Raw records
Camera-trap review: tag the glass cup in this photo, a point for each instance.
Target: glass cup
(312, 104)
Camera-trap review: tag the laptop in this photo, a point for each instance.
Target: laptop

STATED GOAL :: Rewrite the listing from the line with "Camera-trap review: tag the laptop" through the end of the listing, changing "laptop" to "keyboard" and keeping everything else the same. Give only those lines.

FULL RESPONSE ::
Camera-trap review: tag the keyboard in this photo, a point for each instance.
Target: keyboard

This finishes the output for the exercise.